Give every line below again, exactly.

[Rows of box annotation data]

[start]

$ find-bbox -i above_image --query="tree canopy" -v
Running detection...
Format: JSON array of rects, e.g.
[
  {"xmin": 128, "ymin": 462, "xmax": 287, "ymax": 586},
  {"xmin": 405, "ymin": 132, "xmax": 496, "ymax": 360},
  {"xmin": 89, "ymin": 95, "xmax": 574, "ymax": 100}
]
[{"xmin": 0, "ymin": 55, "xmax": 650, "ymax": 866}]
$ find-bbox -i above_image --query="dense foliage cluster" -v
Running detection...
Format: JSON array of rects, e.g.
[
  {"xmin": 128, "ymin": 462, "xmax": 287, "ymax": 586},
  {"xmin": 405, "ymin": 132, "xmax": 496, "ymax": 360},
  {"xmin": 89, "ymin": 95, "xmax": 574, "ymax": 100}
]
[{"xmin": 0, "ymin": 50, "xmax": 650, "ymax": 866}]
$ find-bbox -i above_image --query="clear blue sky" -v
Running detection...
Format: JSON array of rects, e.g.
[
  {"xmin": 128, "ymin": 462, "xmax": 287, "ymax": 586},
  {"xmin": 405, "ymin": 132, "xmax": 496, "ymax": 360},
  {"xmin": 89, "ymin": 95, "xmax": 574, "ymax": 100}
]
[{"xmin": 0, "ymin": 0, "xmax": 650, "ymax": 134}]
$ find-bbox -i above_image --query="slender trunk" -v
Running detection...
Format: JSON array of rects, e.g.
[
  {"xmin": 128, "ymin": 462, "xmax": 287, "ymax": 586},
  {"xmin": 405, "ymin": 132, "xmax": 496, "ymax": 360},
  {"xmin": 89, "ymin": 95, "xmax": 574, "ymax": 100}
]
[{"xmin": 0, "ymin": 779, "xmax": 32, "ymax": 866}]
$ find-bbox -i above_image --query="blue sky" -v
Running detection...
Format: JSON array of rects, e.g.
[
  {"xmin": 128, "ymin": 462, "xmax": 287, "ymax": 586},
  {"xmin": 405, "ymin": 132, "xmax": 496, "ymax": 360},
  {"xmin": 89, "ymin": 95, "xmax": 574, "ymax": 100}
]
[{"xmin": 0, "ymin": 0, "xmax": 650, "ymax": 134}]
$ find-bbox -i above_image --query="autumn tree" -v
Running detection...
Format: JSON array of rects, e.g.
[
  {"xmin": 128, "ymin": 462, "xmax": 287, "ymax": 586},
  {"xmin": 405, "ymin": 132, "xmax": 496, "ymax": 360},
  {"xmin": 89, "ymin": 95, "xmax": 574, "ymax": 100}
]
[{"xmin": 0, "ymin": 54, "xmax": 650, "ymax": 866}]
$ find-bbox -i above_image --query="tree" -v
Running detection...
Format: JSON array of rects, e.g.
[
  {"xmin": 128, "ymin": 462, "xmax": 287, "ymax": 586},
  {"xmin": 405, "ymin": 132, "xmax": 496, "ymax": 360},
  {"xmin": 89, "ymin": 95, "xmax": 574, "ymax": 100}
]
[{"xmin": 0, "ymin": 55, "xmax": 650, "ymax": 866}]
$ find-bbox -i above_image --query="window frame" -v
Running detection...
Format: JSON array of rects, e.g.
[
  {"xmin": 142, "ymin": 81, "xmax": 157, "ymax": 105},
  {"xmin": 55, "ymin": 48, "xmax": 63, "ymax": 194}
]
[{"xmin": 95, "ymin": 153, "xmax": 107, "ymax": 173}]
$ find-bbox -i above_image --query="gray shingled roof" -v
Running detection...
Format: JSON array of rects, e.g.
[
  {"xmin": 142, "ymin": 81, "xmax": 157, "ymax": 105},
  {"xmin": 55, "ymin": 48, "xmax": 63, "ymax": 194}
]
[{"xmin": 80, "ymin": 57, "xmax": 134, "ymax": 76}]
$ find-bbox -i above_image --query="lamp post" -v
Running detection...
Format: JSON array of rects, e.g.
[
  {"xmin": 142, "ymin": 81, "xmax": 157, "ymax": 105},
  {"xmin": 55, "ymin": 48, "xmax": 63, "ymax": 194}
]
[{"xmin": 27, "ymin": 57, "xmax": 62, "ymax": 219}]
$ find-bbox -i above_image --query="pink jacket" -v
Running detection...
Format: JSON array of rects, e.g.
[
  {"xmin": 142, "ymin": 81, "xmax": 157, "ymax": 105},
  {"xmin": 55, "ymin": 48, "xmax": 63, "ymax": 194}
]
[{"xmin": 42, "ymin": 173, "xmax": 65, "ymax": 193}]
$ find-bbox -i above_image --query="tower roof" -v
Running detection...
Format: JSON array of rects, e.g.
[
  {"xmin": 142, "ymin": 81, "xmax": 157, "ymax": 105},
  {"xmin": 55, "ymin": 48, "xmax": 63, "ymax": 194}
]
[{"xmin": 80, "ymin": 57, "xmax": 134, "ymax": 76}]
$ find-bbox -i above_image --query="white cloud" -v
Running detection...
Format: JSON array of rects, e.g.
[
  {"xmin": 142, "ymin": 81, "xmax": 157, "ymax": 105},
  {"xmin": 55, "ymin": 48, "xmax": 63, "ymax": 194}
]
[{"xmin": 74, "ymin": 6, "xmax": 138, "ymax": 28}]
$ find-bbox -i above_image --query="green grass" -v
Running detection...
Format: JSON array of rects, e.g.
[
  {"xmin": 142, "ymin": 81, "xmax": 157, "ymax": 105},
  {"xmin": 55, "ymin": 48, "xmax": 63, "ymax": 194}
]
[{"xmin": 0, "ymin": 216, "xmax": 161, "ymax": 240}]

[end]

Expected answer
$ find-bbox -i above_image --query="tree canopy" -v
Running detection...
Format: JSON array of rects, e.g.
[
  {"xmin": 128, "ymin": 462, "xmax": 287, "ymax": 586},
  {"xmin": 405, "ymin": 132, "xmax": 496, "ymax": 360},
  {"xmin": 89, "ymin": 95, "xmax": 574, "ymax": 100}
]
[{"xmin": 0, "ymin": 55, "xmax": 650, "ymax": 866}]
$ find-bbox -i above_image --query="dense foliage cluster" -v
Running detection...
Format: JSON array of rects, e.g.
[
  {"xmin": 128, "ymin": 462, "xmax": 287, "ymax": 586},
  {"xmin": 405, "ymin": 132, "xmax": 496, "ymax": 360},
  {"xmin": 89, "ymin": 95, "xmax": 574, "ymax": 100}
]
[{"xmin": 0, "ymin": 50, "xmax": 650, "ymax": 866}]
$ find-bbox -i above_image --query="clear blue sky" -v
Running detection...
Format: JSON array of rects, e.g.
[
  {"xmin": 128, "ymin": 462, "xmax": 287, "ymax": 586},
  {"xmin": 405, "ymin": 132, "xmax": 496, "ymax": 360},
  {"xmin": 89, "ymin": 95, "xmax": 574, "ymax": 100}
]
[{"xmin": 0, "ymin": 0, "xmax": 650, "ymax": 134}]
$ find-bbox -i above_image --query="slender trunk" -v
Running detection...
Format: JSON array of rects, e.g.
[
  {"xmin": 128, "ymin": 462, "xmax": 287, "ymax": 586},
  {"xmin": 405, "ymin": 132, "xmax": 496, "ymax": 360},
  {"xmin": 89, "ymin": 95, "xmax": 574, "ymax": 100}
]
[{"xmin": 0, "ymin": 779, "xmax": 32, "ymax": 866}]
$ find-bbox -i above_image --query="blue sky" -v
Running detection...
Format: JSON array of rects, e.g.
[
  {"xmin": 128, "ymin": 462, "xmax": 287, "ymax": 586},
  {"xmin": 405, "ymin": 132, "xmax": 496, "ymax": 360},
  {"xmin": 89, "ymin": 95, "xmax": 574, "ymax": 100}
]
[{"xmin": 0, "ymin": 0, "xmax": 650, "ymax": 134}]
$ find-bbox -i above_image --query="autumn tree" -v
Running detection...
Format: JSON array of rects, e.g.
[
  {"xmin": 128, "ymin": 462, "xmax": 287, "ymax": 586},
  {"xmin": 405, "ymin": 132, "xmax": 496, "ymax": 360},
  {"xmin": 89, "ymin": 95, "xmax": 574, "ymax": 100}
]
[{"xmin": 0, "ymin": 54, "xmax": 650, "ymax": 866}]
$ find-bbox -i above_image --query="tree" -v
Running detection...
Format: JSON array of rects, e.g.
[
  {"xmin": 128, "ymin": 462, "xmax": 287, "ymax": 586},
  {"xmin": 405, "ymin": 132, "xmax": 496, "ymax": 360},
  {"xmin": 89, "ymin": 95, "xmax": 574, "ymax": 100}
]
[{"xmin": 0, "ymin": 55, "xmax": 650, "ymax": 866}]
$ find-bbox -i above_image --query="window frame" -v
Running detection...
Format: JSON array of rects, e.g.
[
  {"xmin": 142, "ymin": 81, "xmax": 157, "ymax": 105},
  {"xmin": 55, "ymin": 48, "xmax": 63, "ymax": 194}
]
[{"xmin": 95, "ymin": 153, "xmax": 107, "ymax": 173}]
$ find-bbox -i above_image --query="gray shingled roof" -v
Running detection...
Format: JSON array of rects, e.g.
[
  {"xmin": 142, "ymin": 81, "xmax": 157, "ymax": 105},
  {"xmin": 55, "ymin": 48, "xmax": 63, "ymax": 194}
]
[{"xmin": 80, "ymin": 57, "xmax": 134, "ymax": 76}]
$ find-bbox -i above_image --query="lamp post" -v
Running detection...
Format: JSON array of rects, e.g.
[
  {"xmin": 142, "ymin": 81, "xmax": 157, "ymax": 105},
  {"xmin": 55, "ymin": 48, "xmax": 63, "ymax": 194}
]
[{"xmin": 27, "ymin": 57, "xmax": 62, "ymax": 219}]
$ find-bbox -i above_image --query="pink jacket" -v
Running detection...
Format: JSON array of rects, e.g.
[
  {"xmin": 142, "ymin": 81, "xmax": 157, "ymax": 105},
  {"xmin": 55, "ymin": 48, "xmax": 63, "ymax": 194}
]
[{"xmin": 42, "ymin": 173, "xmax": 65, "ymax": 193}]
$ find-bbox -i above_image --query="tower roof" -v
Running detection...
Format: JSON array of rects, e.g.
[
  {"xmin": 142, "ymin": 81, "xmax": 157, "ymax": 105},
  {"xmin": 55, "ymin": 48, "xmax": 63, "ymax": 194}
]
[{"xmin": 80, "ymin": 57, "xmax": 134, "ymax": 76}]
$ find-bbox -i above_image --query="white cloud" -v
Running detection...
Format: JSON array of rects, e.g.
[
  {"xmin": 142, "ymin": 81, "xmax": 157, "ymax": 105},
  {"xmin": 55, "ymin": 48, "xmax": 63, "ymax": 194}
]
[{"xmin": 74, "ymin": 6, "xmax": 138, "ymax": 28}]
$ find-bbox -i above_image --query="green grass" -v
Running detection...
Format: JSON array of rects, e.g.
[
  {"xmin": 142, "ymin": 81, "xmax": 157, "ymax": 105},
  {"xmin": 55, "ymin": 48, "xmax": 63, "ymax": 194}
]
[{"xmin": 0, "ymin": 216, "xmax": 161, "ymax": 240}]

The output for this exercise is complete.